▶ **ЧТО НУЖНО СДЕЛАТЬ**
**A.** Кто в отрывке документа назван величайшим социальным мыслителем Китая?
**B.** Выберите из записей все строки, в которых есть слово «doorway», с учетом регистра.

───── ОТРЫВОК ДОКУМЕНТА ─────

В страхах Шан Яна нетрудно разглядеть зерно политического здравомыслия. Всякий развитый ум в высшей степени независим, что не обещает ничего хорошего сколько-нибудь крупным государственным образованиям, где определяющий стиль управления с необходимостью безличен и требует механической дисциплины подданных. В самом деле, за единственным исключением Египетской “сверхцивилизации” (как стали называть ее в последнее время), вплоть до эпохи глубокого кризиса античных культур, обусловившей создание Римской империи на Западе и объединение Китая на Востоке (происшедшее кстати по рецептам того же Шан Яна, учившего, как оболванить и развратить народ, – к вящей мощи государства), единственным островом относительно длительной политической стабильности остается город-государство, где подавляющее большинство граждан лично знают друг друга.

Укоренилась пошлость, что личность никогда-де не была развита на Востоке. Но даже в Китае, во все эпохи, в сравнение с современными ему культурами, самом просоциальном, у величайшего его социального мыслителя Конфуция ученый – “не подданный” (6)! Кто из солидных интеллектуалов современного кичащегося своим индивидуализмом Запада решился бы заявить принародно подобную дерзость?! Замечено Западными культурологами, что “в основании современной демократии лежит уникальный дисциплинированный индивидуализм германских народов” – и, поверьте свидетелю, прожившему на Западе долгие годы, – это в самом деле уникально дисциплинированный – и удручающе конформистский, по меньшей мере в последние десятилетия, – “индивидуализм”.

Благоговея перед античностью и проповедуя в интеллигентном, в своих лучших проявлениях, 19 веке восстановление ее идеала гармонии духовной и телесной мощи, Ницше обнаружил тем катастрофический отрыв от духа времени, в котором он жил. “Сила есть – ума не надо” – первый ключ к психофизиологии патриархата-2. В политическом словаре нашего времени выражение “сильный человек” однозначно относят к солдафону и реакционеру – и так оно употреблялось даже в ура-оптимистических в общей оценке политической динамики века советских СМИ. В обиходе не одной только интеллигенции слова “спортсмен” и “атлет” ассоциируются с интеллектуальной тупостью – и это тем отчетливей выражено, чем утонченней культура данной страны или ее региона. В самом деле, спортивные боссы Советского Союза пытались даже одно время отлучить от своей кормушки шахматистов – находившихся тогда на недосягаемом для иностранных конкурентов уровне! – как элементы чуждые и подозрительные.

───── ИСХОДНЫЕ ДАННЫЕ ─────

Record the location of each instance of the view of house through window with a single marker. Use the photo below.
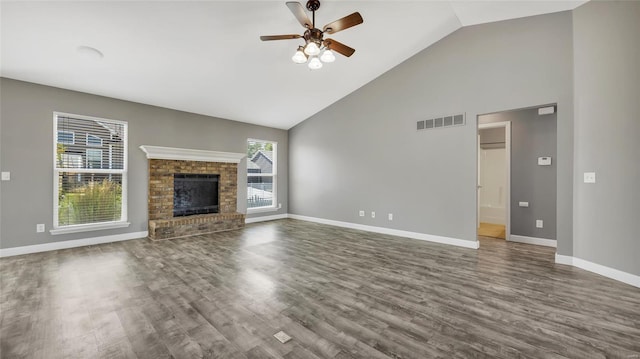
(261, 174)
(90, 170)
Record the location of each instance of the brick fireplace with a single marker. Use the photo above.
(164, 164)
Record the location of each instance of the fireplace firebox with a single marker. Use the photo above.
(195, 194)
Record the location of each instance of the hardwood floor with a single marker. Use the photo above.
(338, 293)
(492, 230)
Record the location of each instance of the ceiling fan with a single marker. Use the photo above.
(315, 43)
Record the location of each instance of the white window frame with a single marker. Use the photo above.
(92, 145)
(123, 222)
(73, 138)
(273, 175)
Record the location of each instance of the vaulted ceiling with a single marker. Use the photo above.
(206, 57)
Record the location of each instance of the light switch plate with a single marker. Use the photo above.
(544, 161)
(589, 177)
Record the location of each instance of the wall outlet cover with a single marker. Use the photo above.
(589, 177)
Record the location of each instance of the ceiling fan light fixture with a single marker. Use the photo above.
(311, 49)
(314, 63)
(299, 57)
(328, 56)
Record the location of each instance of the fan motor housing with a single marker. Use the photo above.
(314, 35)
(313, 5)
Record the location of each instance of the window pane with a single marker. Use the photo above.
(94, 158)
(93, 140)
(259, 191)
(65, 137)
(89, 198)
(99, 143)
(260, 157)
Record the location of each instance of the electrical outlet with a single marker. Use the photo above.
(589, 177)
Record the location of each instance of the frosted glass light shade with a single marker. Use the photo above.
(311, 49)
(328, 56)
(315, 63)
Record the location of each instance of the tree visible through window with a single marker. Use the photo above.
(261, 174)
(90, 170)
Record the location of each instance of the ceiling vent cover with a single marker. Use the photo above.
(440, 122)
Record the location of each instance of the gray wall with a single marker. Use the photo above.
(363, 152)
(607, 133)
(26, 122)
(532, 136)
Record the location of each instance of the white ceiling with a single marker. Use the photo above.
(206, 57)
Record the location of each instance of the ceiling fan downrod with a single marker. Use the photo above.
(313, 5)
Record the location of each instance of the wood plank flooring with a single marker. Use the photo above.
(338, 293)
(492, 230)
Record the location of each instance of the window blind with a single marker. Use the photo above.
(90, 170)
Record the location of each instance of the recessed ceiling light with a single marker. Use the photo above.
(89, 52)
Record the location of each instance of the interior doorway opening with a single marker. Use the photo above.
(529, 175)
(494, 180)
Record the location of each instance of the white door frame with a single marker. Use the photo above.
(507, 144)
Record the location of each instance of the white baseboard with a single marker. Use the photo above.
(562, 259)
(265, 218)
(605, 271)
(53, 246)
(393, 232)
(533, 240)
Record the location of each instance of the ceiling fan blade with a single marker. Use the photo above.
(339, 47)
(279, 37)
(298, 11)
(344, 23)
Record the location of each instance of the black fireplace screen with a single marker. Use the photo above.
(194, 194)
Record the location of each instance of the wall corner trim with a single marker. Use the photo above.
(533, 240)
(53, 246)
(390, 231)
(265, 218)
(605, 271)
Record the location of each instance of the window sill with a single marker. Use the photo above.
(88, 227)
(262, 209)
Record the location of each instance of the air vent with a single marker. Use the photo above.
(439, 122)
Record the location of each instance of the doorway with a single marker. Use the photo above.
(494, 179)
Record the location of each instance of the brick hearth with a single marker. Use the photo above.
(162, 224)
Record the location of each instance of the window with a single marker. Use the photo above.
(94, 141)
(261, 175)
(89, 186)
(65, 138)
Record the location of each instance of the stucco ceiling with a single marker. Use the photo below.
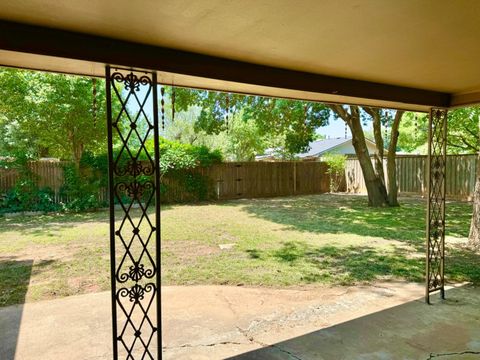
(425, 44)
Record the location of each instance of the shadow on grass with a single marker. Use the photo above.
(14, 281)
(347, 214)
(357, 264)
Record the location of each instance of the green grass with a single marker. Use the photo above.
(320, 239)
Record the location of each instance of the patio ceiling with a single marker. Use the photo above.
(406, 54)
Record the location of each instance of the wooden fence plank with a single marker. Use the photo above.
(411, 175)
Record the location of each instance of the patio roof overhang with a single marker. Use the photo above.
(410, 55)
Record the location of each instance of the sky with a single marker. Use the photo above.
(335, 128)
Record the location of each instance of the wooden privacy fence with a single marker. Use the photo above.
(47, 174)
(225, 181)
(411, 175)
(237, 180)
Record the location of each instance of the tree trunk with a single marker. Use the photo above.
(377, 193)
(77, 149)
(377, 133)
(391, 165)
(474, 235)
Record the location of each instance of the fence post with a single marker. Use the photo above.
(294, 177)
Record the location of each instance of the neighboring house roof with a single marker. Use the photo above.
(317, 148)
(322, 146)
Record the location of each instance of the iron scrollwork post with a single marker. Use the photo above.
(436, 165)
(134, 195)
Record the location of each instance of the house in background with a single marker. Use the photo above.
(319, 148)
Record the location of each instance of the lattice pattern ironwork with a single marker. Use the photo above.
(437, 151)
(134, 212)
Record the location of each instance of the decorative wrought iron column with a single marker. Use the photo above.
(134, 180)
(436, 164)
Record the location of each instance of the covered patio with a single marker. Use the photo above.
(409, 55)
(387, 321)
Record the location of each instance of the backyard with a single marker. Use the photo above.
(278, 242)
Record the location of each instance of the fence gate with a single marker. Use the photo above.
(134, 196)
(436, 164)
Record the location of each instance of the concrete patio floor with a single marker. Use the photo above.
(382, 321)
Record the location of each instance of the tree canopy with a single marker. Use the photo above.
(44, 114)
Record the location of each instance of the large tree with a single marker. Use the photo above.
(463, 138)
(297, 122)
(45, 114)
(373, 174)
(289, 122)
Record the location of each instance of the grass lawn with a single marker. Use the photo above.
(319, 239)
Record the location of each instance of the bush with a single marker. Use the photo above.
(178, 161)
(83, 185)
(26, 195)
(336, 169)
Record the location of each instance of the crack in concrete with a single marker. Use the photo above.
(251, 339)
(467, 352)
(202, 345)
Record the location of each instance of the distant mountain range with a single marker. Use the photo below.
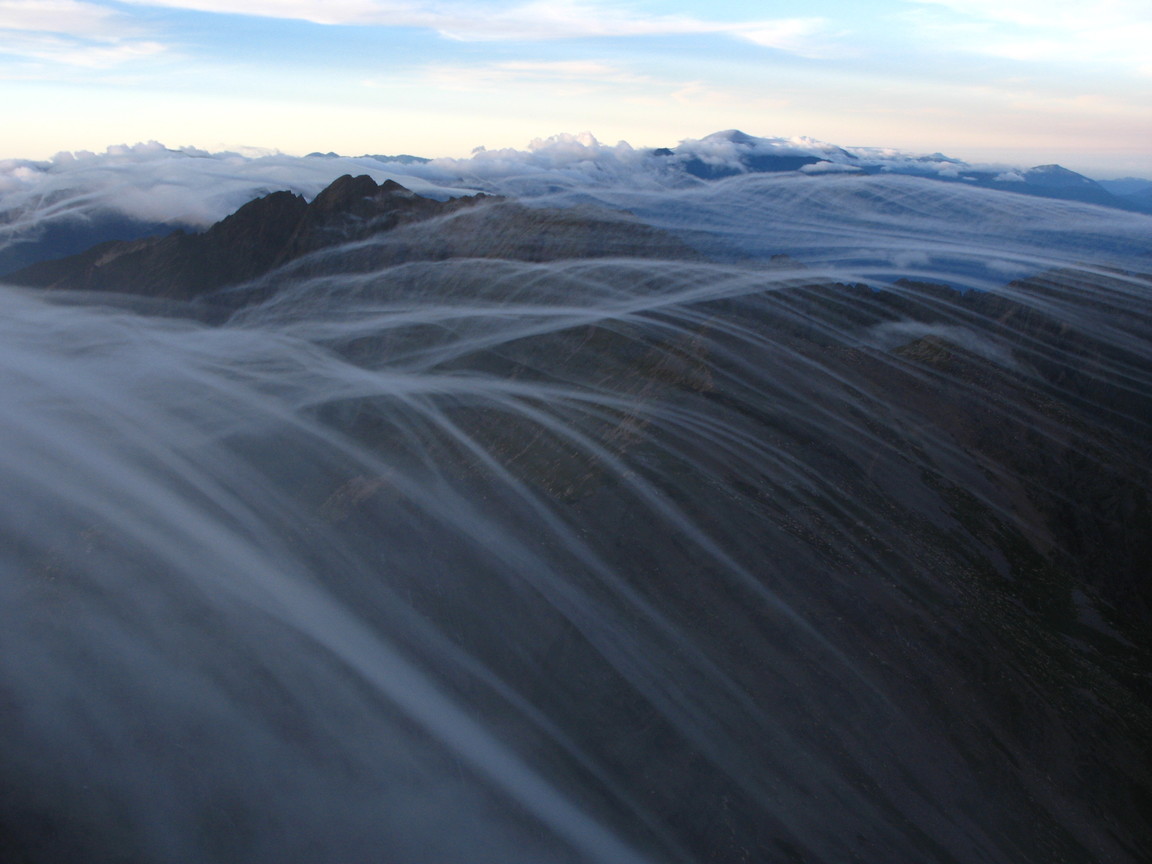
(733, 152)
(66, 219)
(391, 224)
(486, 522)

─────

▶ **РЕЗУЛЬТАТЫ УПРАЖНЕНИЯ**
**A.** Конфуций.

**B.**
Record the location of each instance of the interior doorway opening with a single marker. Use the photo above.
Record the location of each instance of the doorway with a single marker. Use the photo above.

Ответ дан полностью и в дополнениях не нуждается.